§ Seitentext
%%
Sie nennen es „Verantwortung“, doch was da im Konrad-Adenauer-Haus verhandelt wird, ist vor allem eines: Machtpolitik unter Ausschluss der Öffentlichkeit. SPD und Union sind sich fast einig – über Renten, Migration, Atomkraft. Klingbeil und Merz spielen große Koalition, während ihre Parteien vor innerer Zerreißprobe stehen.
Kompromisse aus Kalkül
Die Gespräche laufen offiziell in einer „19er-Gruppe“. Doch am Ende entscheiden zwei Männer: Merz und Klingbeil. Der CDU-Vorsitzende, der noch vor wenigen Jahren gegen jede Form von Schwarz-Rot wetterte, gibt sich plötzlich staatstragend. Der SPD-Vorsitzende, der seine Partei gerne als progressiv verkauft, will nun ausgerechnet mit dem konservativsten Kanzlerkandidaten seit Helmut Kohl regieren.
Noch sind Renten- und Steuerfragen offen – doch die Richtung ist klar: Die Reichen dürfen aufatmen, die Ärmsten hoffen vergeblich. Die SPD fordert etwas höhere Steuern für Topverdiener, die Union will im Gegenzug den Soli für Spitzenverdiener streichen. Das nennt sich in Berlin Kompromiss – im Rest der Republik ist es Umverteilung von unten nach oben.
%%
§ Arbeitsmaterial
%%
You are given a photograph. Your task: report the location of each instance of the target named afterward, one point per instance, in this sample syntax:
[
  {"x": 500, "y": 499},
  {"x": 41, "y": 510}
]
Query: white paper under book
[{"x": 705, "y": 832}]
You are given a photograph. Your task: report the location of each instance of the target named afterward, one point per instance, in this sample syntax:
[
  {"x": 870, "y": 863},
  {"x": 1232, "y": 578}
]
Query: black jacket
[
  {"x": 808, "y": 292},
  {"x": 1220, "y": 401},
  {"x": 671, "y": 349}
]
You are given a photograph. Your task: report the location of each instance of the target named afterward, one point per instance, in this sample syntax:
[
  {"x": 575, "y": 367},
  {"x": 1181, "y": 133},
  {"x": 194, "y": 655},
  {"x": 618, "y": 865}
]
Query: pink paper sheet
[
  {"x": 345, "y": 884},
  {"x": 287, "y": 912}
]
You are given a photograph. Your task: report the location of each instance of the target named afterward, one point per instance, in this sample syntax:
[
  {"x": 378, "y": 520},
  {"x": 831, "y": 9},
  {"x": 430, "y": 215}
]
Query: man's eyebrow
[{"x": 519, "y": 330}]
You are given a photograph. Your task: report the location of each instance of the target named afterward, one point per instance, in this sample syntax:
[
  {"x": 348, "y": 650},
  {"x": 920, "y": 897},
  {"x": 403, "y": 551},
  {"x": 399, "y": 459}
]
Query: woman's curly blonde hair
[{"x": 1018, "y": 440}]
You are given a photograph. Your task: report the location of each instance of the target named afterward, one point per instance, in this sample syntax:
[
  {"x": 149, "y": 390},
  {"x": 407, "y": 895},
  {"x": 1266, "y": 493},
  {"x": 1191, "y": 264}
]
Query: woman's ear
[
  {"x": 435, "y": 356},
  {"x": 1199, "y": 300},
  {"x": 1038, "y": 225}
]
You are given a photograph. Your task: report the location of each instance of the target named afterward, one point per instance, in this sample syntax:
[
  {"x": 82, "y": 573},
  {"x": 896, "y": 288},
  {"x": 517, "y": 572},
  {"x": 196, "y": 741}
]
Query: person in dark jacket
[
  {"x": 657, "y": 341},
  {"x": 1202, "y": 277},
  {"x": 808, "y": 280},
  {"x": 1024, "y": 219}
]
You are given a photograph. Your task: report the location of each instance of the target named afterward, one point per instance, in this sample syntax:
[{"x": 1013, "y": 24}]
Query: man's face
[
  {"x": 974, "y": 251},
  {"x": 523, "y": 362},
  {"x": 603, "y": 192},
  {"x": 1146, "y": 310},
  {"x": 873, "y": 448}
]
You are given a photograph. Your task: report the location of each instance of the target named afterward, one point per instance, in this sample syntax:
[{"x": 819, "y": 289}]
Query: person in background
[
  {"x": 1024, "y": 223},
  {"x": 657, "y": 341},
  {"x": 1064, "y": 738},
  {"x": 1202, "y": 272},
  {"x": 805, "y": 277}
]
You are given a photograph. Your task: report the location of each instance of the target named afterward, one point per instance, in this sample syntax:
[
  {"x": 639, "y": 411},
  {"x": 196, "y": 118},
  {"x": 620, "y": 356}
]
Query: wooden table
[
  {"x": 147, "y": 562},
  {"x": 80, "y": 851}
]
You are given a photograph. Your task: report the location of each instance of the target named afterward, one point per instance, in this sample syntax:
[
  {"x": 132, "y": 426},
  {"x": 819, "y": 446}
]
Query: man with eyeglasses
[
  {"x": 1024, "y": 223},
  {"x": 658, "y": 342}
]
%%
§ Aufgabe
Nenne alle Themen, bei denen SPD und Union sich laut dem Text über die Koalitionsgespräche fast einig sind. Die Datensätze werden hier nicht gebraucht.

§ Lösung
Renten, Migration, Atomkraft